> WHAT THIS TASK INVOLVES:
Reproduce the article on the Douglas County recount word for word, in full.

> TEXT UNDER STUDY:
§

Douglas County elections officials began a machine recount on Monday of the nearly 70,000 presidential election ballots cast last month.

Residents also have less than a week to register to vote in the three upcoming runoff elections next month, and early voting is set to begin in two weeks.

This is the third count done by elections officials in the month since Election Day on Nov. 3. The first statewide count had President-elect Joe Biden capturing the state by 14,000 votes. The second narrowed Biden’s lead to 12,670 after some counties — including Douglas — found missing ballots among the five million cast across Georgia.

County officials finished a hand recount of the 69,097 presidential ballots cast in the weeks after the election. Former vice president and current president-elect Joe Biden carried Douglas with 61.95% of the votes cast in the presidential election to President Donald Trump’s 36.83%.

Trump requested a third count last weekend, which he is entitled to do because his margin is less than 0.5%. But instead of another hand recount, Douglas County Election Director Milton Kidd and his staff are scanning the presidential ballots using machines.

However, the secretary of state’s office does not believe this recount will change the outcome of the presidential election in Georgia. Secretary of State Brad Raffensperger and Gov. Brian Kemp certified the results on Nov. 20 after the hand recount upheld the results.

Meanwhile, residents who want to vote in the upcoming U.S. Senate and Public Service Commission runoffs on Jan. 5 have less than a week to register. The registration deadline is Dec. 7, and early voting will begin on Dec. 14.

There are two U.S. Senate seats up for grabs this year, which is unusual in state politics. Democratic candidate Jon Ossoff is challenging incumbent U.S. Sen. David Perdue in one race. U.S. Sen. Kelly Loeffler is facing the top Democratic challenger, the Rev. Raphael Warnock, in the other Senate race.

Georgia’s twin U.S. Senate races are bringing national attention to the state, including visits from such national political leaders as Trump and Vice President Mike Pence.

§

> LISTED RECORDS:
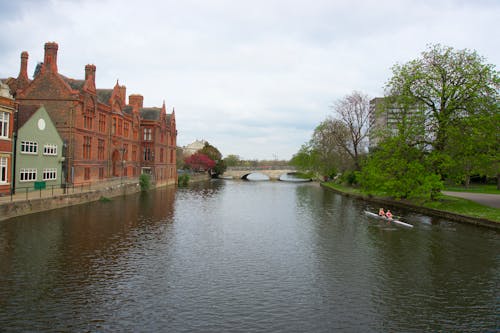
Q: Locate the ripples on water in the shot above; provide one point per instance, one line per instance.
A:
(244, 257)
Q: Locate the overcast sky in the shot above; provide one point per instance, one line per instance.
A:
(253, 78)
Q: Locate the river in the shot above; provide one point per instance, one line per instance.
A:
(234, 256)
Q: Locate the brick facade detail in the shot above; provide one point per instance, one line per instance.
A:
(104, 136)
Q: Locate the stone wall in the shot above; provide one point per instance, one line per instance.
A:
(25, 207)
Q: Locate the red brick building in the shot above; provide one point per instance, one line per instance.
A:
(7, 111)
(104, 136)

§

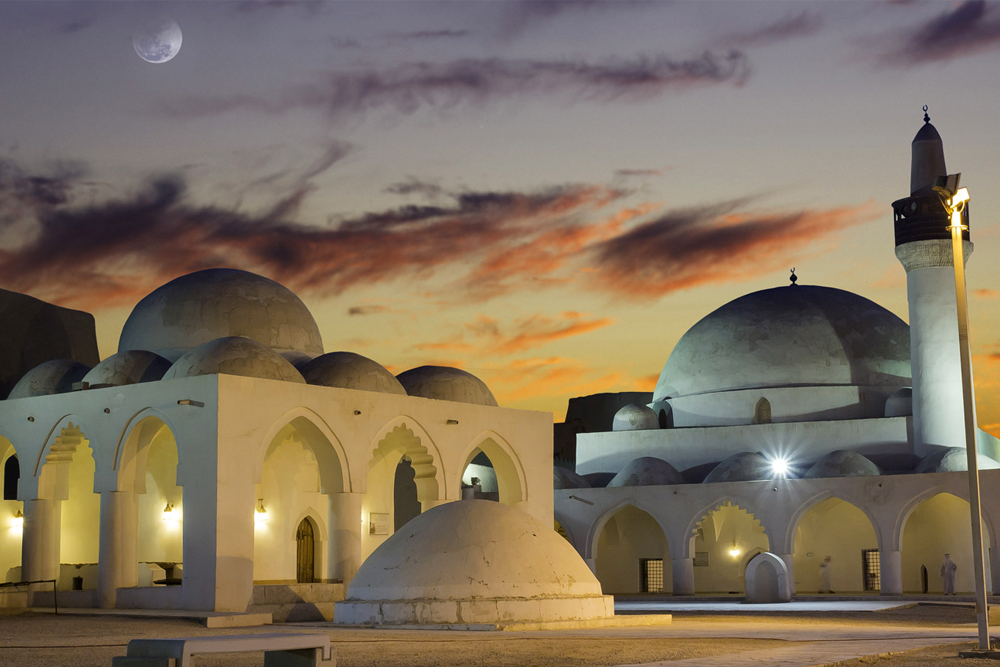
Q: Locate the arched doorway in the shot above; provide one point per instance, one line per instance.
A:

§

> TASK RESPONSE:
Douglas County elections officials began a machine recount on Monday of the nearly 70,000 presidential election ballots cast last month.

Residents also have less than a week to register to vote in the three upcoming runoff elections next month, and early voting is set to begin in two weeks.

This is the third count done by elections officials in the month since Election Day on Nov. 3. The first statewide count had President-elect Joe Biden capturing the state by 14,000 votes. The second narrowed Biden’s lead to 12,670 after some counties — including Douglas — found missing ballots among the five million cast across Georgia.

County officials finished a hand recount of the 69,097 presidential ballots cast in the weeks after the election. Former vice president and current president-elect Joe Biden carried Douglas with 61.95% of the votes cast in the presidential election to President Donald Trump’s 36.83%.

Trump requested a third count last weekend, which he is entitled to do because his margin is less than 0.5%. But instead of another hand recount, Douglas County Election Director Milton Kidd and his staff are scanning the presidential ballots using machines.

However, the secretary of state’s office does not believe this recount will change the outcome of the presidential election in Georgia. Secretary of State Brad Raffensperger and Gov. Brian Kemp certified the results on Nov. 20 after the hand recount upheld the results.

Meanwhile, residents who want to vote in the upcoming U.S. Senate and Public Service Commission runoffs on Jan. 5 have less than a week to register. The registration deadline is Dec. 7, and early voting will begin on Dec. 14.

There are two U.S. Senate seats up for grabs this year, which is unusual in state politics. Democratic candidate Jon Ossoff is challenging incumbent U.S. Sen. David Perdue in one race. U.S. Sen. Kelly Loeffler is facing the top Democratic challenger, the Rev. Raphael Warnock, in the other Senate race.

Georgia’s twin U.S. Senate races are bringing national attention to the state, including visits from such national political leaders as Trump and Vice President Mike Pence.